■ Page text ■
Singleton said he’s concerned about transwomen athletes dominating in their sport over cis-women and said the bill aims to level the playing field for athletes of all genders.

But that doesn’t pass the “smell test,” said Atlanta mom Leah Davis, whose child Ricky identifies as nonbinary. She said lawmakers’ efforts would be better spent protecting trans Georgians rather than enacting legislation in “this one area where there might conceivably be some incremental advantage.”

 

Competing to Compete

If HB 747 passes, GHSA “is either going to be in the very unpopular position of standing by a few trans athletes and calling a sport a co-ed sport, or they’re going to designate it male and female and be in the position of policing what is under somebody’s shorts,” Leah said.

The Davises know firsthand what it means to face gender discrimination in athletics. In seventh and eighth grade at their school in DeKalb County, Ricky wasn’t allowed to try out for the basketball team.

■ Provided data ■
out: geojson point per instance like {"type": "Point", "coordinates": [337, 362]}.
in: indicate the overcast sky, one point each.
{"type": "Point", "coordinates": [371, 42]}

■ What you will do ■
A - List every person named in the article on Georgia's HB 747.
B - Translate this sentence from the article on Georgia's HB 747 into Spanish: "The Davises know firsthand what it means to face gender discrimination in athletics."
C - Resume the article on Georgia's HB 747 with a new paragraph after its last sentence.
None of the material is required here.

■ Answers for the exercise ■
A - Singleton, Leah Davis, Ricky

B - Los Davis saben de primera mano lo que significa enfrentar la discriminación de género en el deporte.

C -
“We brought up the law stating that you must accommodate if you don’t have a sports team of their gender, so even if I did identify as female I should still be able to try out for the boy’s team just because they don’t have a girls team,” they said.

The school accommodated by adding a cheerleading squad, which Ricky went full-force with for two years, until she asked to wear pants instead of a skirt. Ricky was told no because it wouldn’t be “uniform” if all the squad wasn’t wearing skirts.

“I said, ‘If a guy was on the cheer squad you’d let him have pants because you wouldn’t want a guy in a skirt. It will still be uniform if it’s in the right colors and design and everything.’ And their response was, ‘You’re not a guy,’” Ricky said.

 

Does ‘fair and equal competition’ Equal Gender Equality in Sports?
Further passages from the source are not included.